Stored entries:
● ● ● ● ● ● ●

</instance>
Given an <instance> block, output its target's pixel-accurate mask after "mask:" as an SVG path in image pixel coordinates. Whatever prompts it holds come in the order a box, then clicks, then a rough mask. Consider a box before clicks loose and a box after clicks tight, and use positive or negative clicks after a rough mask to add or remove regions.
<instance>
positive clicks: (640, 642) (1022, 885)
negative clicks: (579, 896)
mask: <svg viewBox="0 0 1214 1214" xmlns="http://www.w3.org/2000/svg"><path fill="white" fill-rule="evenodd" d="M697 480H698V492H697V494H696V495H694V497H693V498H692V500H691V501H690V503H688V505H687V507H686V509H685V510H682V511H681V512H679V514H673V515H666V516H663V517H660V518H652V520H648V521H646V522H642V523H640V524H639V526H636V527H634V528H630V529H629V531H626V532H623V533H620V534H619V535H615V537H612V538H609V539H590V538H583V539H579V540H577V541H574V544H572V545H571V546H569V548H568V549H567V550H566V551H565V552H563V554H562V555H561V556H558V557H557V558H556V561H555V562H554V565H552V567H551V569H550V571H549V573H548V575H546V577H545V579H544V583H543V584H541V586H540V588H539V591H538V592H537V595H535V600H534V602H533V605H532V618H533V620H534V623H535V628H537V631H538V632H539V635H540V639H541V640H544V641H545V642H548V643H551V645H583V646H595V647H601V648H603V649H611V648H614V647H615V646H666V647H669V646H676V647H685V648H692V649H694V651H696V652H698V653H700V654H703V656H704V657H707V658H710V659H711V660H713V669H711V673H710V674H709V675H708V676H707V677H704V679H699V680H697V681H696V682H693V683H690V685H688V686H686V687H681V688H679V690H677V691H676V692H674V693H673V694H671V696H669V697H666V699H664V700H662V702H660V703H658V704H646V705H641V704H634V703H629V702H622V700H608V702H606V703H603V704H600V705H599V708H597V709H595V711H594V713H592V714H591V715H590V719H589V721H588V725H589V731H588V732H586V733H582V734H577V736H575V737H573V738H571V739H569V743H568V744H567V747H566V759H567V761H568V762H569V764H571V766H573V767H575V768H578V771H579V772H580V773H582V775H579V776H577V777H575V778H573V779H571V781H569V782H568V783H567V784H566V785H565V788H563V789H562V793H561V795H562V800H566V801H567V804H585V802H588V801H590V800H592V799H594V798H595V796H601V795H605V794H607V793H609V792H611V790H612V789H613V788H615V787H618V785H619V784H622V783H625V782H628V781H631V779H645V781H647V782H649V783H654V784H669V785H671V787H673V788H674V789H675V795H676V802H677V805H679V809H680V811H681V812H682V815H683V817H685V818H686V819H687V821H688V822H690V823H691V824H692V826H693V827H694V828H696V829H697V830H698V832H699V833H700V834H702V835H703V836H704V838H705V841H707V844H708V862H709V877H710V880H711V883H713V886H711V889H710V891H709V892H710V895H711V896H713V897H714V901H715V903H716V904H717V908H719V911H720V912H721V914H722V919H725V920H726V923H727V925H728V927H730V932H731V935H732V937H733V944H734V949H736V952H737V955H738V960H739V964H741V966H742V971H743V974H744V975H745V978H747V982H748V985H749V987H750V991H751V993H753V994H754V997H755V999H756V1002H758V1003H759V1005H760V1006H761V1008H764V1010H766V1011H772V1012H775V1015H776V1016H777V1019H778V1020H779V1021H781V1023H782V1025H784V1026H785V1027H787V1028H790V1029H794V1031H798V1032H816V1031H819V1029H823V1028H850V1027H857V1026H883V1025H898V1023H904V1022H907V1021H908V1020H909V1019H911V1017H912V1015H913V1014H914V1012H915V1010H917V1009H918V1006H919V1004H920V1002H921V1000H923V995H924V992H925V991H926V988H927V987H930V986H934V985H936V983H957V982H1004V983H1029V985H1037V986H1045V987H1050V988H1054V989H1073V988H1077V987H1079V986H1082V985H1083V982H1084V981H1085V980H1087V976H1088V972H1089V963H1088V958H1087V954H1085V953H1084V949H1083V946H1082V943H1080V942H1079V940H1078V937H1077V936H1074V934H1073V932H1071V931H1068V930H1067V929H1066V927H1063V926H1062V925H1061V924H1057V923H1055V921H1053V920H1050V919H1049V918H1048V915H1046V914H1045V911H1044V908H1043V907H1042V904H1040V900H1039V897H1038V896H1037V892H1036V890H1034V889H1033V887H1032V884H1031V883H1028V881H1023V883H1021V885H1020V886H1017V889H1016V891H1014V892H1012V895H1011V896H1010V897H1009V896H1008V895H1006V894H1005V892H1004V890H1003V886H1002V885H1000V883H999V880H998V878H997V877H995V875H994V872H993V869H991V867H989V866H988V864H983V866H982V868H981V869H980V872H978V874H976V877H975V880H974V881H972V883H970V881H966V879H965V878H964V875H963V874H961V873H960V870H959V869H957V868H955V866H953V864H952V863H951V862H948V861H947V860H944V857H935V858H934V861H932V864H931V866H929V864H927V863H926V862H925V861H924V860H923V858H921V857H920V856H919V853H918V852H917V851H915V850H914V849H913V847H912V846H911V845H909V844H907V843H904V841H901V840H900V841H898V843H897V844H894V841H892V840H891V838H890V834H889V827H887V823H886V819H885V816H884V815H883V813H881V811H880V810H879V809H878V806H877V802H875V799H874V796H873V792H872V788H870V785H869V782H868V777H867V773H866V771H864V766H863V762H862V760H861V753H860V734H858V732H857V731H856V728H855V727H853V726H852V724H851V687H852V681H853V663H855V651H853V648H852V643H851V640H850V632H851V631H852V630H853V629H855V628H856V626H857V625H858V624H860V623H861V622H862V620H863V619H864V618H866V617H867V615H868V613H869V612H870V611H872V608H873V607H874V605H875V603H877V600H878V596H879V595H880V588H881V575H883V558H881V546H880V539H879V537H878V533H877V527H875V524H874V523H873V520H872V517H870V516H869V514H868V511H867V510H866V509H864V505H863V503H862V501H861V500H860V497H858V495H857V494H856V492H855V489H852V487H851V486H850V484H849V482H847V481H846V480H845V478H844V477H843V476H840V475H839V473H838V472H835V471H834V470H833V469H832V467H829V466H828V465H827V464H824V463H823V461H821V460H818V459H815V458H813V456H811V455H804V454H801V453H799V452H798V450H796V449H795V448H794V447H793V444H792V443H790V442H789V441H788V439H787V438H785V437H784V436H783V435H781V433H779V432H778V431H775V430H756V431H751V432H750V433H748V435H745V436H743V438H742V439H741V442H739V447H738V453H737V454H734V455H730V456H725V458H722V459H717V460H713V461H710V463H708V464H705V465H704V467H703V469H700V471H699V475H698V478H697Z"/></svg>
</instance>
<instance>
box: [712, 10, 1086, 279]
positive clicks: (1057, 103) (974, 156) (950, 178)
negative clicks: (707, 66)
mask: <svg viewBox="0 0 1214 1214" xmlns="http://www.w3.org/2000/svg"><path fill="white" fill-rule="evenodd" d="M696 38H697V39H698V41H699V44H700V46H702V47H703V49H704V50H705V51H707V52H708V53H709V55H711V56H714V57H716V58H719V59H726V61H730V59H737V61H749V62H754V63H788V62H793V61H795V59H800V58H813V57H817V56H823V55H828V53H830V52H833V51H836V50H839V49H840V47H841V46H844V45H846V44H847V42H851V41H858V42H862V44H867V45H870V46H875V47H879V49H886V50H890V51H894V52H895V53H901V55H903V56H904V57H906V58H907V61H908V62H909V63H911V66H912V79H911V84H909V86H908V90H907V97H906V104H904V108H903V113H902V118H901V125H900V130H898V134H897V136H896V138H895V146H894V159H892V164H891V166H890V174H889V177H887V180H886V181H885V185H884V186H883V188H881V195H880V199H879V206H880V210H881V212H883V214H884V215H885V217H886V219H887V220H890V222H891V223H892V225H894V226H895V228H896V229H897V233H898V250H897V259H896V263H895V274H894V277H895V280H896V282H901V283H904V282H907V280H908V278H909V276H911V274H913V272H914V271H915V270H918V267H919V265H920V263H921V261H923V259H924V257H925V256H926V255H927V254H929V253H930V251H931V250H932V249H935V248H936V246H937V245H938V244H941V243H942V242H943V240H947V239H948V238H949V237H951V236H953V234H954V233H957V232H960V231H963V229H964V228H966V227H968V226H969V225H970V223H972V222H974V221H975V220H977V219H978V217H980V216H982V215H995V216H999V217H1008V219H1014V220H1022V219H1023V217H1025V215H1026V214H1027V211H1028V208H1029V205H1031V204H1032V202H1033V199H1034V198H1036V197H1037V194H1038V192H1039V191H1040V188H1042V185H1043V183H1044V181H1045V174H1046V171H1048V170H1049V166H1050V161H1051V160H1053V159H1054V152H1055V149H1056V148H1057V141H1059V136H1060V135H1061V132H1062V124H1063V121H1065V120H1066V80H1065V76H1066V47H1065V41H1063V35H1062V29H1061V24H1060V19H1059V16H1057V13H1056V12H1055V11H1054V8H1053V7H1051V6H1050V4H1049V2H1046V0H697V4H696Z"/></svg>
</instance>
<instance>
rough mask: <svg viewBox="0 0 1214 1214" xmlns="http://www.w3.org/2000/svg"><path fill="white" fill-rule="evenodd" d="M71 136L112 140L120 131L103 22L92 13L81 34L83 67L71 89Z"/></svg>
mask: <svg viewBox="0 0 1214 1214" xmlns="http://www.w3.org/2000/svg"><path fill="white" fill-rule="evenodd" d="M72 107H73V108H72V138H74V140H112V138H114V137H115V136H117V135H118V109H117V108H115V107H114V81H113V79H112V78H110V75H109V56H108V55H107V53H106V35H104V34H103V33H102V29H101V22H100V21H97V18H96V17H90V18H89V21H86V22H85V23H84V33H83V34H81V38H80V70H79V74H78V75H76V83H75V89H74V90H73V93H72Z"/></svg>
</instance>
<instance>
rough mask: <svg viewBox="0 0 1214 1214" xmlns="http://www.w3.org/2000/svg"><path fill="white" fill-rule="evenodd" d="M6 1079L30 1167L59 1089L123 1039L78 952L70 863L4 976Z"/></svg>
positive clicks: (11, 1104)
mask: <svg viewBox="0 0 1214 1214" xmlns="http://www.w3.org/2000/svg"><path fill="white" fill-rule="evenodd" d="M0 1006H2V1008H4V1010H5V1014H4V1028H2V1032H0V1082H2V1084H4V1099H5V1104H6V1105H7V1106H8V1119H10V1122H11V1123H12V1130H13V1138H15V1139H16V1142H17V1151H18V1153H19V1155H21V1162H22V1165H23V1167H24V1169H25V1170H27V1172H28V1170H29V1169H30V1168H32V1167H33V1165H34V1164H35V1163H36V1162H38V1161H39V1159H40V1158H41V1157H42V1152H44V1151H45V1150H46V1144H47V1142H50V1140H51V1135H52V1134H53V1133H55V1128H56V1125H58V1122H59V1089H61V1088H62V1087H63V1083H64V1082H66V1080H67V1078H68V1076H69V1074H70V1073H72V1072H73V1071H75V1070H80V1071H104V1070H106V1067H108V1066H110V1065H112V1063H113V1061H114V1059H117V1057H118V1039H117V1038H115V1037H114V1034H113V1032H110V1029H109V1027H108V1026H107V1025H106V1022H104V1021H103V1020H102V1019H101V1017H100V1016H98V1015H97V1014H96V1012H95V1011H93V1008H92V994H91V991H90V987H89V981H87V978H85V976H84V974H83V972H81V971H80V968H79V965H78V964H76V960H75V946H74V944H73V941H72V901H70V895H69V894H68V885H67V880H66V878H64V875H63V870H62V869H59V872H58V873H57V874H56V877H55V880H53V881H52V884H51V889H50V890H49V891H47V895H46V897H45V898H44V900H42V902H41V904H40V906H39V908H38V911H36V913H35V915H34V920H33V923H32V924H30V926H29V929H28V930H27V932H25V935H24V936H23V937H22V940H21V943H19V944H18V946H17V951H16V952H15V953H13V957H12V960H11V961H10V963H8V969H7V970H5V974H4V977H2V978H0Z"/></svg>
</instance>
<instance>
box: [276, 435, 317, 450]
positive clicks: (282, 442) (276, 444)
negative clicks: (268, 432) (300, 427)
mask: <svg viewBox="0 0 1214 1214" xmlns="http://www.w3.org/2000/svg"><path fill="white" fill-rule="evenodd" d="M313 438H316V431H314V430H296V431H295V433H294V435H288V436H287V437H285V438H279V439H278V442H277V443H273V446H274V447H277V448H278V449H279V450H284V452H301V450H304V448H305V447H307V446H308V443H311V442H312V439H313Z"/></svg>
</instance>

● ● ● ● ● ● ●

▸ TASK REQUIREMENTS: Only the lines from the beginning of the data above through the line containing "positive clicks: (640, 642) (1022, 885)" should be repeated, exactly as they appear.

▸ REPLY TO THE EXERCISE:
</instance>
Given an <instance> block, output its target's pixel-accurate mask after "mask:" as an SVG path in image pixel coordinates. Whatever prompts it holds come in the order a box, then clicks, then a rough mask. Consider a box before clicks loose and a box after clicks tight, and use positive or negative clicks after a rough mask to add or remove regions.
<instance>
positive clicks: (640, 642) (1022, 885)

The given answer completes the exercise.